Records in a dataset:
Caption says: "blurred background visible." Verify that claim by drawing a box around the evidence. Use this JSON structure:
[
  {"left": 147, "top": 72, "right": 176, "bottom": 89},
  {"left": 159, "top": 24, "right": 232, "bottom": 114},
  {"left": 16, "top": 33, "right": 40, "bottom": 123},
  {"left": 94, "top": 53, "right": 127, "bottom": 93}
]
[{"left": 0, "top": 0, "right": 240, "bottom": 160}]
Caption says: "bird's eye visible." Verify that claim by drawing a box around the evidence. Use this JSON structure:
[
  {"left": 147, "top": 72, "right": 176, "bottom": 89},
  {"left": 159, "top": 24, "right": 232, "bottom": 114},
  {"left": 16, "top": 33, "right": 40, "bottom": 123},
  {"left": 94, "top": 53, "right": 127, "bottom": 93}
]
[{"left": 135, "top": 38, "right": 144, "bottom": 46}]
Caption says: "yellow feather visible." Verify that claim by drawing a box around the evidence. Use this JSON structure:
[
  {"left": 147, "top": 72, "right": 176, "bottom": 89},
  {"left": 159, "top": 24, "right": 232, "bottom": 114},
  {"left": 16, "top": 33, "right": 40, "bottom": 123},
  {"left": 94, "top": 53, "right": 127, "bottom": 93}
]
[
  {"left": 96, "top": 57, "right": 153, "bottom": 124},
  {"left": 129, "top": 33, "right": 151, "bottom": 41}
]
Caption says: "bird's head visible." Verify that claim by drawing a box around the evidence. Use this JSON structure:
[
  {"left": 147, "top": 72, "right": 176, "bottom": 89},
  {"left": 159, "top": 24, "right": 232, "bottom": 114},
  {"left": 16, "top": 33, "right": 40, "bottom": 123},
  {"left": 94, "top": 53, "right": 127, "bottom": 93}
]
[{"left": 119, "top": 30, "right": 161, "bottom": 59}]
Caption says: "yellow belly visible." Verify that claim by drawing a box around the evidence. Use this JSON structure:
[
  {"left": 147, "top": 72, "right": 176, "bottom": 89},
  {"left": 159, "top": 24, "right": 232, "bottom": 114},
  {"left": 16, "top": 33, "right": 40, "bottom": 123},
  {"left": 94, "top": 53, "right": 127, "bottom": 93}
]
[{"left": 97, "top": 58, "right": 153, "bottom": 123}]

*Written problem:* Extract every line of the records above that contains the string "Caption".

*Answer:*
Caption says: "blurred background visible." Verify that claim by drawing a box around the evidence. Use this JSON structure:
Caption says: "bird's eye visible." Verify that claim by drawing a box around the evidence. Use this JSON structure:
Caption says: "yellow feather visible." Verify that claim by drawing a box around the evidence. Use this JSON structure:
Caption says: "bird's head visible." Verify that claim by drawing a box around the evidence. Use this JSON structure:
Caption says: "yellow belly visible." Verify that claim by drawing a box around the evidence. Use this JSON structure:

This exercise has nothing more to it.